Saved entries
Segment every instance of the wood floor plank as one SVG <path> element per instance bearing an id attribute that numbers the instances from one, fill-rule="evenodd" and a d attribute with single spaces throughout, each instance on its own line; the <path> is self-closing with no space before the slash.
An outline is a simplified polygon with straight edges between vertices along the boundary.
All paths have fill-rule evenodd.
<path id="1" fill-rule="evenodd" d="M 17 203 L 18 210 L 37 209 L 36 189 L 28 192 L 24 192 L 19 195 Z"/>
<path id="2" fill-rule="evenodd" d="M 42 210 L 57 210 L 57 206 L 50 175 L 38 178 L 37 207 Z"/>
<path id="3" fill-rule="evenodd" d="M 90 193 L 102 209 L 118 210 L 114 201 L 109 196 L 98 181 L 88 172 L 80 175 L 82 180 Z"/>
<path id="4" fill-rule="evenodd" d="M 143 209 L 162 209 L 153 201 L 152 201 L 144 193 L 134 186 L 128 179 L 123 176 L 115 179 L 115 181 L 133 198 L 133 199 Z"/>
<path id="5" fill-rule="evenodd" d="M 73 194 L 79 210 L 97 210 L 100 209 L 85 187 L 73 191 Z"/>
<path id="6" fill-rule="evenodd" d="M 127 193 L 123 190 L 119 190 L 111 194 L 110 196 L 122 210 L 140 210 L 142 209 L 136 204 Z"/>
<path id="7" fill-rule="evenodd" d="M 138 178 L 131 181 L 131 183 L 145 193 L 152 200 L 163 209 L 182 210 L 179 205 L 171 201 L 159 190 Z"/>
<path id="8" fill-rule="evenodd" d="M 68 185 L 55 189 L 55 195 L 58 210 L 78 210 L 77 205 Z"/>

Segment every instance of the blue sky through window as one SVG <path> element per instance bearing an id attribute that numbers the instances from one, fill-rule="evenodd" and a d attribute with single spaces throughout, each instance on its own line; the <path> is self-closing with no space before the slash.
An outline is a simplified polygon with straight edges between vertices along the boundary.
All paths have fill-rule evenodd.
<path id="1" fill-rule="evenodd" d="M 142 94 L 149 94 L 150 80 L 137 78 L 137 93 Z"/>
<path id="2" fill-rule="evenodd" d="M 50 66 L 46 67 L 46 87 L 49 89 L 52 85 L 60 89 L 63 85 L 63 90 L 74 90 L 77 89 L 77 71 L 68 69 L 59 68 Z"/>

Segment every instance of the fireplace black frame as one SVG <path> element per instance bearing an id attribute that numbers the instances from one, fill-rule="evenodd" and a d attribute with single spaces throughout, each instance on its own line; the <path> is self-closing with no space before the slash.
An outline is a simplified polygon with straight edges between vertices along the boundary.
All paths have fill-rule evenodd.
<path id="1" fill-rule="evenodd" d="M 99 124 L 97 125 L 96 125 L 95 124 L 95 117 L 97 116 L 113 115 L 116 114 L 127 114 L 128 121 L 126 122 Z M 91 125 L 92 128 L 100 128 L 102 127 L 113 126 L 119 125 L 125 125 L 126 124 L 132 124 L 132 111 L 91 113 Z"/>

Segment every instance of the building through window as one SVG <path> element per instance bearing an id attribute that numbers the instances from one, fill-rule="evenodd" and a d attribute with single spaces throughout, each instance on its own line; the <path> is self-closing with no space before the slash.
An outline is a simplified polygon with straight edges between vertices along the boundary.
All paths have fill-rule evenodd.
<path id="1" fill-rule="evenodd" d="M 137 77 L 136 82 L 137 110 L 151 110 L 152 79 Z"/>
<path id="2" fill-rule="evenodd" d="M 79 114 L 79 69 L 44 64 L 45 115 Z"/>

### WHAT TO PRODUCE
Reproduce the material above, substituting "straight segments" for every occurrence of "straight edges" and changing nothing else.

### SOLUTION TO THE EXERCISE
Segment every instance of the wood floor plank as one SVG <path> element per instance bearing an id attribute that numbers the instances from one, fill-rule="evenodd" and a d attribute with single spaces throughout, each instance on its own line; the <path> is self-closing with no space before the slash.
An outline is a simplified polygon with straight segments between vertices along the boundary.
All paths have fill-rule evenodd.
<path id="1" fill-rule="evenodd" d="M 17 203 L 18 210 L 37 209 L 36 189 L 28 192 L 24 192 L 19 195 Z"/>
<path id="2" fill-rule="evenodd" d="M 42 210 L 57 210 L 57 206 L 50 175 L 38 178 L 37 207 Z"/>
<path id="3" fill-rule="evenodd" d="M 90 193 L 102 209 L 118 210 L 114 201 L 109 196 L 98 181 L 88 172 L 80 175 L 82 180 Z"/>
<path id="4" fill-rule="evenodd" d="M 143 209 L 162 209 L 153 201 L 152 201 L 144 193 L 134 186 L 128 179 L 123 176 L 115 179 L 115 181 L 133 198 L 133 199 Z"/>
<path id="5" fill-rule="evenodd" d="M 73 194 L 79 210 L 97 210 L 100 209 L 85 187 L 73 191 Z"/>
<path id="6" fill-rule="evenodd" d="M 127 193 L 123 190 L 119 190 L 111 194 L 110 196 L 122 210 L 140 210 L 142 209 L 136 204 Z"/>
<path id="7" fill-rule="evenodd" d="M 138 178 L 131 181 L 131 183 L 145 193 L 152 200 L 163 209 L 182 210 L 179 205 L 171 201 L 159 190 Z"/>
<path id="8" fill-rule="evenodd" d="M 68 185 L 55 189 L 55 195 L 58 210 L 78 210 L 77 205 Z"/>

Segment every instance of the blue sky through window as one SVG <path> element per instance bearing an id attribute that numbers the instances from one, fill-rule="evenodd" and a d attribute with single spaces throughout, each instance on its own line; the <path> is self-closing with no space before the slash.
An outline is a simplified polygon with straight segments between vertices along the boundary.
All paths have fill-rule evenodd.
<path id="1" fill-rule="evenodd" d="M 142 94 L 149 94 L 150 80 L 137 78 L 137 93 Z"/>
<path id="2" fill-rule="evenodd" d="M 50 66 L 46 67 L 46 87 L 49 89 L 52 85 L 60 89 L 63 85 L 63 90 L 74 90 L 77 89 L 77 71 L 68 69 L 59 68 Z"/>

Segment every instance of the fireplace black frame as one SVG <path> element per instance bearing an id attribute that numbers the instances from one, fill-rule="evenodd" and a d attribute with single spaces throughout, each instance on its own line; the <path> is self-closing with no space before the slash.
An outline is a simplified polygon with straight segments between vertices along the boundary.
All paths have fill-rule evenodd.
<path id="1" fill-rule="evenodd" d="M 99 124 L 97 125 L 96 125 L 95 124 L 95 117 L 97 116 L 113 115 L 116 114 L 127 114 L 128 121 L 126 122 Z M 91 125 L 92 128 L 100 128 L 102 127 L 113 126 L 119 125 L 125 125 L 126 124 L 132 124 L 132 111 L 91 113 Z"/>

Segment every instance of the building through window as one SVG <path> element per instance bearing an id attribute that numbers the instances from one, fill-rule="evenodd" and a d attribute with single spaces throughout, each instance on its own line; the <path> is self-closing with no space before the slash.
An outline is a simplified polygon with straight segments between vertices along the boundary.
All paths have fill-rule evenodd.
<path id="1" fill-rule="evenodd" d="M 137 77 L 136 82 L 137 110 L 151 110 L 152 79 Z"/>
<path id="2" fill-rule="evenodd" d="M 79 114 L 79 69 L 44 64 L 45 115 Z"/>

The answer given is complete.